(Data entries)
<<<<

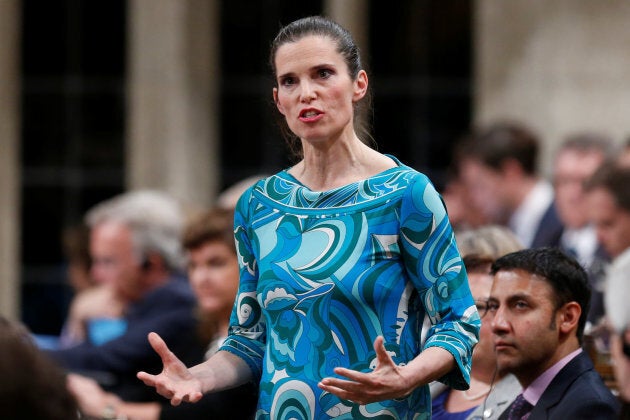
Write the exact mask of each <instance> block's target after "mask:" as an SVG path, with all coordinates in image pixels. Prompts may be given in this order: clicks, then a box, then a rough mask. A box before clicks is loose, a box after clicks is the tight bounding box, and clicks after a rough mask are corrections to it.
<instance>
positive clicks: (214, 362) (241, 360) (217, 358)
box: [189, 351, 252, 394]
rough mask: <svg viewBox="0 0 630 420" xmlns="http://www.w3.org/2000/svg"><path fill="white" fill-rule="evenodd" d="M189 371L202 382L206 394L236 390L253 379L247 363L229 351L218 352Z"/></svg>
mask: <svg viewBox="0 0 630 420" xmlns="http://www.w3.org/2000/svg"><path fill="white" fill-rule="evenodd" d="M189 370H190V372H191V373H192V374H193V375H194V376H195V377H196V378H197V379H199V380H200V381H201V384H202V390H203V393H204V394H205V393H206V392H216V391H222V390H224V389H229V388H234V387H236V386H239V385H242V384H244V383H247V382H249V381H250V380H251V379H252V372H251V369H250V368H249V366H247V363H245V361H244V360H243V359H241V358H240V357H238V356H235V355H233V354H232V353H229V352H227V351H218V352H216V353H215V354H214V355H213V356H212V357H211V358H209V359H208V360H206V361H205V362H203V363H200V364H198V365H196V366H193V367H191V368H190V369H189Z"/></svg>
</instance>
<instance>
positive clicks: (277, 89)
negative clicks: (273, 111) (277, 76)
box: [273, 88, 285, 115]
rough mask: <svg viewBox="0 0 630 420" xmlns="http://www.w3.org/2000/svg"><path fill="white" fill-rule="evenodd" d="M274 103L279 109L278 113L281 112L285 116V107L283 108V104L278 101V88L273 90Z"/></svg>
mask: <svg viewBox="0 0 630 420" xmlns="http://www.w3.org/2000/svg"><path fill="white" fill-rule="evenodd" d="M273 102H274V103H275V104H276V108H278V111H280V113H281V114H282V115H285V114H284V107H283V106H282V104H281V103H280V101H279V100H278V88H273Z"/></svg>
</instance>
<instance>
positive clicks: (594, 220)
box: [586, 161, 630, 405]
mask: <svg viewBox="0 0 630 420" xmlns="http://www.w3.org/2000/svg"><path fill="white" fill-rule="evenodd" d="M586 189H587V192H588V196H587V197H588V204H589V206H588V209H589V217H590V219H591V221H592V222H593V224H594V225H595V229H596V231H597V238H598V240H599V242H600V243H601V244H602V245H603V246H604V248H605V249H606V251H607V252H608V253H609V255H610V256H611V258H612V262H611V264H610V266H609V267H608V269H607V271H606V284H605V289H604V305H605V311H606V321H607V323H608V326H609V328H610V331H611V336H610V343H609V349H610V356H611V358H612V367H613V371H614V373H615V379H616V381H617V384H616V385H617V388H618V389H619V392H620V396H621V398H622V399H623V400H624V402H625V403H626V405H627V404H628V403H629V402H630V375H629V373H630V361H629V360H628V357H630V333H629V332H628V331H629V329H630V305H629V302H630V281H629V278H630V277H629V275H628V273H630V166H624V164H623V163H620V162H619V161H611V162H607V163H606V164H604V165H602V166H601V167H600V169H598V170H597V171H596V172H595V174H594V175H593V176H592V177H591V178H590V179H589V180H588V181H587V183H586Z"/></svg>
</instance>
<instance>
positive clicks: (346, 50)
mask: <svg viewBox="0 0 630 420" xmlns="http://www.w3.org/2000/svg"><path fill="white" fill-rule="evenodd" d="M313 35H315V36H322V37H326V38H329V39H331V40H332V41H334V42H335V43H336V44H337V52H338V53H339V54H340V55H341V56H342V57H343V59H344V61H345V63H346V65H347V67H348V75H349V76H350V78H351V79H352V80H355V79H356V77H357V75H358V74H359V71H361V70H364V68H363V65H362V63H361V54H360V52H359V48H358V47H357V45H356V43H355V42H354V39H353V38H352V35H351V34H350V32H349V31H348V30H346V29H345V28H344V27H342V26H341V25H339V24H338V23H336V22H334V21H332V20H330V19H328V18H325V17H322V16H309V17H305V18H302V19H298V20H296V21H294V22H291V23H289V24H288V25H286V26H284V27H282V28H281V29H280V31H279V32H278V34H277V35H276V37H275V39H274V40H273V42H272V43H271V51H270V53H269V65H270V66H271V71H272V74H273V77H274V84H275V83H276V80H277V69H276V62H275V60H276V54H277V52H278V49H279V48H280V47H281V46H283V45H285V44H288V43H292V42H297V41H299V40H300V39H302V38H304V37H307V36H313ZM371 107H372V95H371V90H370V88H369V85H368V91H367V92H366V94H365V96H364V98H363V99H362V100H361V101H360V102H358V103H357V104H355V109H354V129H355V130H356V131H357V133H358V135H359V138H361V139H362V140H363V141H364V142H365V141H368V140H369V141H371V142H372V143H374V141H373V138H372V135H371V134H370V127H369V123H368V116H367V114H369V113H370V112H371ZM279 124H280V128H281V130H282V134H283V135H284V136H285V138H286V140H287V144H288V146H289V149H290V150H291V152H292V154H293V155H294V156H295V157H298V158H301V157H302V147H301V144H300V142H299V139H298V138H297V137H296V136H295V134H294V133H292V132H291V130H289V127H288V125H287V123H286V121H285V120H284V118H280V120H279Z"/></svg>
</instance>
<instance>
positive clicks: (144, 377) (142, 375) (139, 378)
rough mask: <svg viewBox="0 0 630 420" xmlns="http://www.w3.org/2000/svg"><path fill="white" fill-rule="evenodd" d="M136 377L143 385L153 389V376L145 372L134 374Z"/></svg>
mask: <svg viewBox="0 0 630 420" xmlns="http://www.w3.org/2000/svg"><path fill="white" fill-rule="evenodd" d="M136 377H137V378H138V379H140V380H141V381H142V382H144V384H145V385H149V386H153V387H155V375H151V374H149V373H146V372H138V373H136Z"/></svg>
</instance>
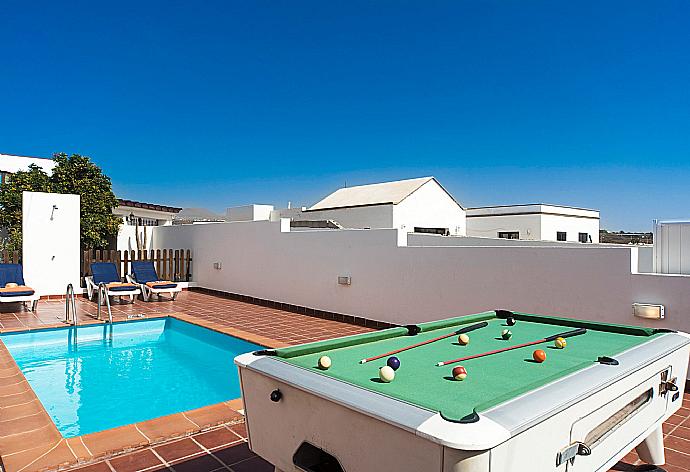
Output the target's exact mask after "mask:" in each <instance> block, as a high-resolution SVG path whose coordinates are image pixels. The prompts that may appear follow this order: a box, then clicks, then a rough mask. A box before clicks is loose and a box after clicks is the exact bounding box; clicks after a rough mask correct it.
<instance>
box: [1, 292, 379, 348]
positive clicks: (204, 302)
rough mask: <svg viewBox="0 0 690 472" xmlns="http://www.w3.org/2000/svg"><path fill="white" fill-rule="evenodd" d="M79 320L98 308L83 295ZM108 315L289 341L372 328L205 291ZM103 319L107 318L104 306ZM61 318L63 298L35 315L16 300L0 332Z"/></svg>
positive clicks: (106, 315) (309, 341) (49, 321)
mask: <svg viewBox="0 0 690 472" xmlns="http://www.w3.org/2000/svg"><path fill="white" fill-rule="evenodd" d="M77 312H78V318H79V322H80V323H90V322H93V321H94V318H93V316H95V314H96V312H97V306H96V304H95V303H92V302H90V301H88V300H86V299H85V298H81V297H80V298H78V299H77ZM112 313H113V318H114V319H115V320H116V321H117V320H125V319H127V317H128V316H130V315H137V314H145V315H155V314H159V315H164V314H171V313H184V314H186V315H191V316H194V317H197V318H201V319H204V320H208V321H213V322H215V323H218V324H221V325H225V326H230V327H233V328H238V329H241V330H242V331H246V332H249V333H254V334H258V335H261V336H265V337H267V338H271V339H274V340H276V341H280V342H285V343H289V344H301V343H305V342H311V341H318V340H321V339H329V338H333V337H337V336H344V335H347V334H355V333H363V332H366V331H371V330H370V329H369V328H364V327H362V326H355V325H350V324H345V323H340V322H337V321H332V320H325V319H321V318H314V317H311V316H306V315H301V314H297V313H292V312H288V311H283V310H278V309H275V308H268V307H262V306H258V305H253V304H250V303H243V302H239V301H235V300H230V299H226V298H221V297H217V296H215V295H208V294H205V293H200V292H187V291H185V292H182V293H181V294H180V295H179V296H178V298H177V300H176V301H174V302H172V301H161V302H158V301H154V302H149V303H146V302H142V301H141V300H137V302H136V303H134V304H133V305H130V304H117V303H115V304H113V305H112ZM101 316H102V317H106V316H107V314H106V311H105V308H103V309H102V314H101ZM64 318H65V303H64V300H63V301H60V300H41V301H40V302H39V303H38V308H37V310H36V313H32V312H31V311H29V310H25V309H22V308H21V306H20V305H18V304H2V306H0V330H3V331H4V330H13V329H25V328H40V327H43V326H50V325H55V324H56V323H59V322H60V321H61V320H63V319H64Z"/></svg>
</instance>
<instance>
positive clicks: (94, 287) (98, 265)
mask: <svg viewBox="0 0 690 472" xmlns="http://www.w3.org/2000/svg"><path fill="white" fill-rule="evenodd" d="M85 280H86V291H87V293H88V296H89V298H90V299H93V297H94V295H96V296H98V287H99V286H100V284H103V285H104V286H105V292H106V295H107V296H109V297H125V296H128V297H129V299H130V300H131V302H132V303H134V297H135V296H136V295H139V294H140V293H141V290H140V289H139V287H138V286H137V285H136V284H133V283H123V282H122V279H120V276H119V274H118V273H117V267H115V264H113V263H112V262H93V263H92V264H91V276H89V277H85Z"/></svg>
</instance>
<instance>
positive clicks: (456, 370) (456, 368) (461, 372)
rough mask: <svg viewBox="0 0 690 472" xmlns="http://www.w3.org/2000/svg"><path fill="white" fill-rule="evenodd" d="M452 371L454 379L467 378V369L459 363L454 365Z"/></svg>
mask: <svg viewBox="0 0 690 472" xmlns="http://www.w3.org/2000/svg"><path fill="white" fill-rule="evenodd" d="M452 373H453V378H454V379H455V380H465V379H466V378H467V370H466V369H465V368H464V367H463V366H461V365H459V366H457V367H454V368H453V372H452Z"/></svg>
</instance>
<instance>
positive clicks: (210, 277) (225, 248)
mask: <svg viewBox="0 0 690 472" xmlns="http://www.w3.org/2000/svg"><path fill="white" fill-rule="evenodd" d="M154 232H155V237H154V243H155V246H154V247H156V248H163V247H188V248H191V249H192V250H193V251H194V267H193V269H194V274H193V279H194V281H195V282H196V284H197V285H199V286H201V287H206V288H210V289H215V290H221V291H226V292H232V293H239V294H243V295H249V296H253V297H257V298H264V299H269V300H274V301H279V302H283V303H290V304H294V305H300V306H306V307H310V308H315V309H321V310H327V311H333V312H337V313H343V314H350V315H355V316H362V317H366V318H370V319H375V320H382V321H389V322H393V323H400V324H403V323H416V322H423V321H429V320H435V319H440V318H444V317H449V316H457V315H465V314H470V313H476V312H480V311H483V310H490V309H494V308H507V309H513V310H518V311H525V312H531V313H540V314H554V315H562V316H571V317H577V318H584V319H592V320H602V321H607V322H614V323H625V324H645V325H648V326H656V327H665V328H672V329H680V330H684V331H690V277H681V276H676V277H675V278H674V277H669V276H660V275H652V274H637V273H635V274H633V273H632V271H631V263H634V264H636V263H637V255H636V251H635V250H634V248H630V247H627V246H623V247H602V246H598V245H597V246H594V245H567V246H568V247H566V245H563V246H560V247H557V246H552V247H535V246H532V247H530V246H505V247H500V246H475V247H439V246H435V247H429V246H424V247H407V246H406V243H407V234H404V233H403V232H398V231H397V230H392V229H381V230H340V231H299V232H290V230H289V220H287V219H283V220H281V221H280V222H242V223H210V224H205V225H182V226H170V227H159V228H155V229H154ZM570 246H572V247H570ZM631 261H632V262H631ZM214 262H221V263H222V269H220V270H218V269H214V268H213V263H214ZM340 275H350V276H351V277H352V285H350V286H343V285H338V283H337V277H338V276H340ZM633 302H648V303H662V304H664V305H665V306H666V319H665V320H662V321H653V320H647V321H643V320H641V319H638V318H634V317H633V316H632V314H631V312H632V308H631V305H632V303H633Z"/></svg>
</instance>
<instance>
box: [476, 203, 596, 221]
mask: <svg viewBox="0 0 690 472" xmlns="http://www.w3.org/2000/svg"><path fill="white" fill-rule="evenodd" d="M536 214H542V215H557V216H574V217H581V218H594V219H599V210H590V209H588V208H577V207H569V206H564V205H551V204H549V203H531V204H527V205H497V206H490V207H474V208H468V209H467V218H473V217H482V216H513V215H536Z"/></svg>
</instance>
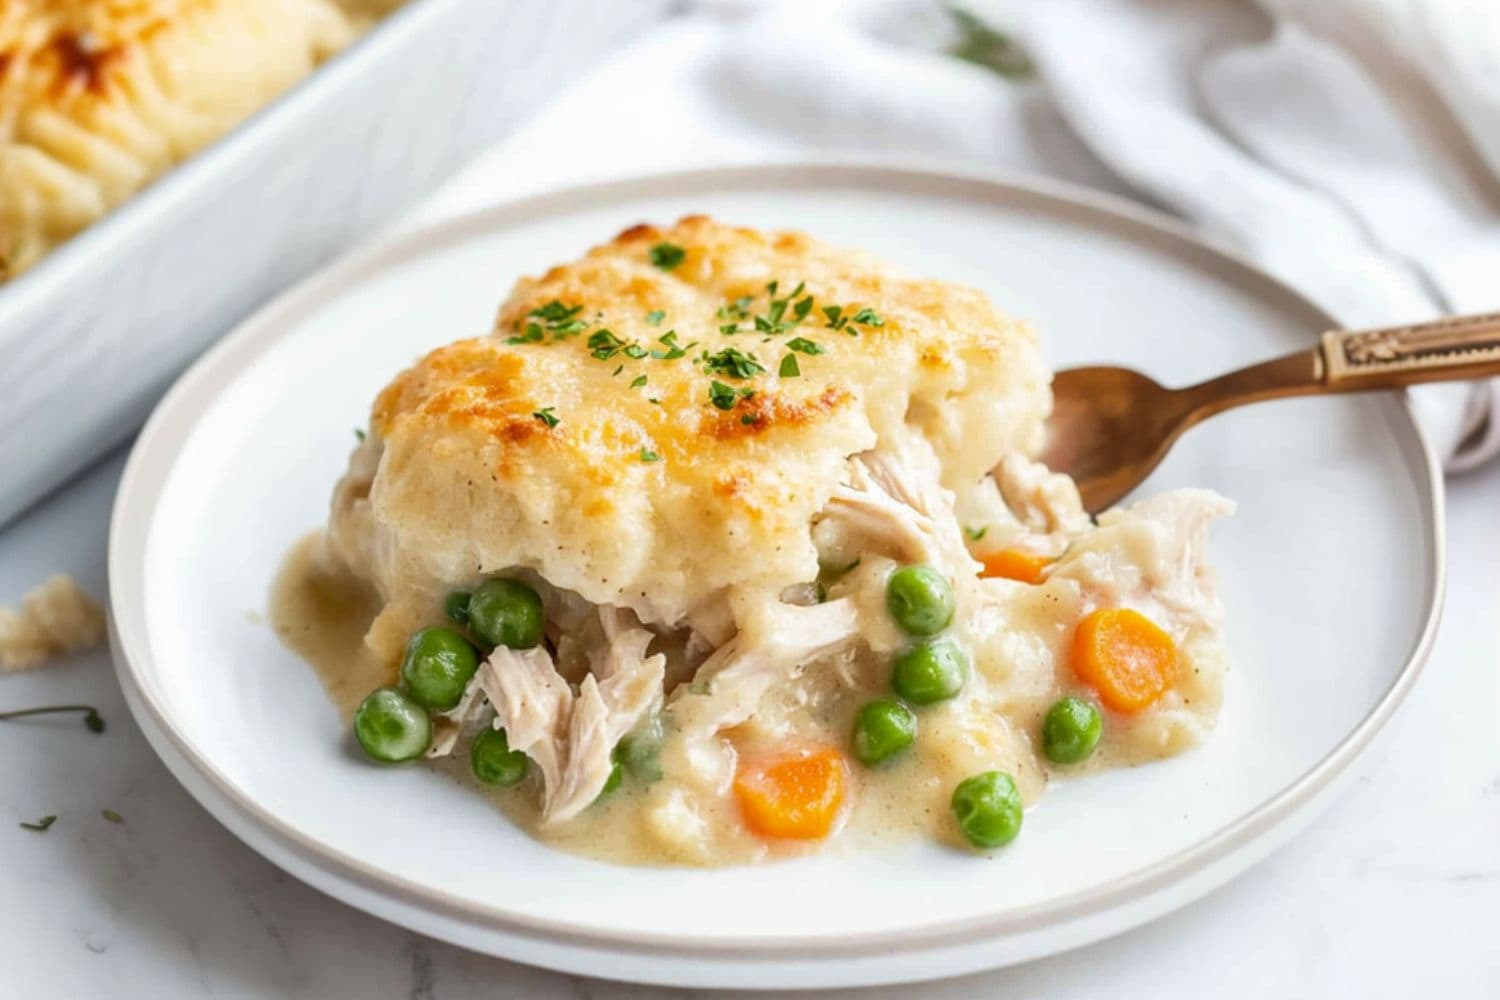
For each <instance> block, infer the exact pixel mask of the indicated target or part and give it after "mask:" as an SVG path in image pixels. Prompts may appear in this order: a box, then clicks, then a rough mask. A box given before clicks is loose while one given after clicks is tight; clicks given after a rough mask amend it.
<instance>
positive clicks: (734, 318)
mask: <svg viewBox="0 0 1500 1000" xmlns="http://www.w3.org/2000/svg"><path fill="white" fill-rule="evenodd" d="M753 301H754V295H741V297H739V298H736V300H733V301H732V303H726V304H723V306H720V307H718V312H715V313H714V315H715V316H717V318H718V319H748V318H750V303H753Z"/></svg>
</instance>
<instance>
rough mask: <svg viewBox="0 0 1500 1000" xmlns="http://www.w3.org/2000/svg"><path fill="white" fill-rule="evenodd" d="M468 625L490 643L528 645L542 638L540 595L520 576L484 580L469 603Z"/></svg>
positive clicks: (516, 647)
mask: <svg viewBox="0 0 1500 1000" xmlns="http://www.w3.org/2000/svg"><path fill="white" fill-rule="evenodd" d="M468 613H469V628H471V630H472V631H474V634H475V636H478V637H480V639H483V640H484V642H487V643H489V645H492V646H510V648H511V649H531V648H532V646H535V645H537V643H538V642H541V598H540V597H537V592H535V591H532V589H531V588H529V586H526V585H525V583H522V582H520V580H486V582H484V583H480V585H478V586H477V588H474V594H471V595H469V603H468Z"/></svg>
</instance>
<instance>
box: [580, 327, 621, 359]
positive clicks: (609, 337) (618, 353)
mask: <svg viewBox="0 0 1500 1000" xmlns="http://www.w3.org/2000/svg"><path fill="white" fill-rule="evenodd" d="M586 343H588V349H589V352H591V354H592V355H594V357H595V358H598V360H600V361H607V360H609V358H612V357H615V355H616V354H619V349H621V348H624V346H625V342H624V340H621V339H619V337H616V336H615V333H613V331H612V330H595V331H594V333H591V334H589V336H588V342H586Z"/></svg>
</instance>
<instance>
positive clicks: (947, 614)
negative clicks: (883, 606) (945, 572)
mask: <svg viewBox="0 0 1500 1000" xmlns="http://www.w3.org/2000/svg"><path fill="white" fill-rule="evenodd" d="M885 607H886V609H888V610H889V612H891V618H894V619H895V624H897V625H900V627H901V628H903V630H904V631H906V633H907V634H912V636H936V634H938V633H941V631H942V630H944V628H947V627H948V622H951V621H953V610H954V598H953V586H950V585H948V577H945V576H944V574H942V573H939V571H938V570H935V568H933V567H929V565H915V567H901V568H900V570H897V571H895V573H892V574H891V579H889V580H886V582H885Z"/></svg>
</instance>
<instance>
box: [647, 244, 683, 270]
mask: <svg viewBox="0 0 1500 1000" xmlns="http://www.w3.org/2000/svg"><path fill="white" fill-rule="evenodd" d="M684 258H687V250H684V249H682V247H679V246H678V244H676V243H657V244H655V246H654V247H651V262H652V264H655V265H657V267H660V268H661V270H663V271H670V270H672V268H675V267H676V265H678V264H681V262H682V259H684Z"/></svg>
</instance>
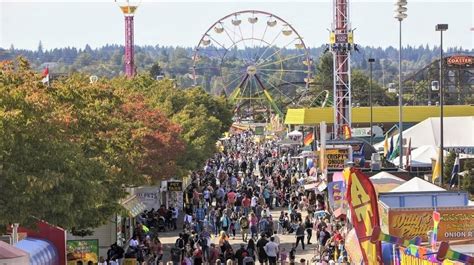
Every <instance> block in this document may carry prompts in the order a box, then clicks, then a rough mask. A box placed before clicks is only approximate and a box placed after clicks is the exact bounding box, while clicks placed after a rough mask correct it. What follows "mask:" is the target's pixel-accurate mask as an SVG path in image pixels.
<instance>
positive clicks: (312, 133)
mask: <svg viewBox="0 0 474 265" xmlns="http://www.w3.org/2000/svg"><path fill="white" fill-rule="evenodd" d="M313 141H314V134H313V132H310V133H308V134H307V135H306V136H305V137H304V140H303V143H304V145H310V144H311V143H312V142H313Z"/></svg>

>>>>

Which lines in the data above contain the word "negative"? Pick out each of them.

negative clicks: (273, 111) (277, 76)
negative clicks: (883, 606) (945, 572)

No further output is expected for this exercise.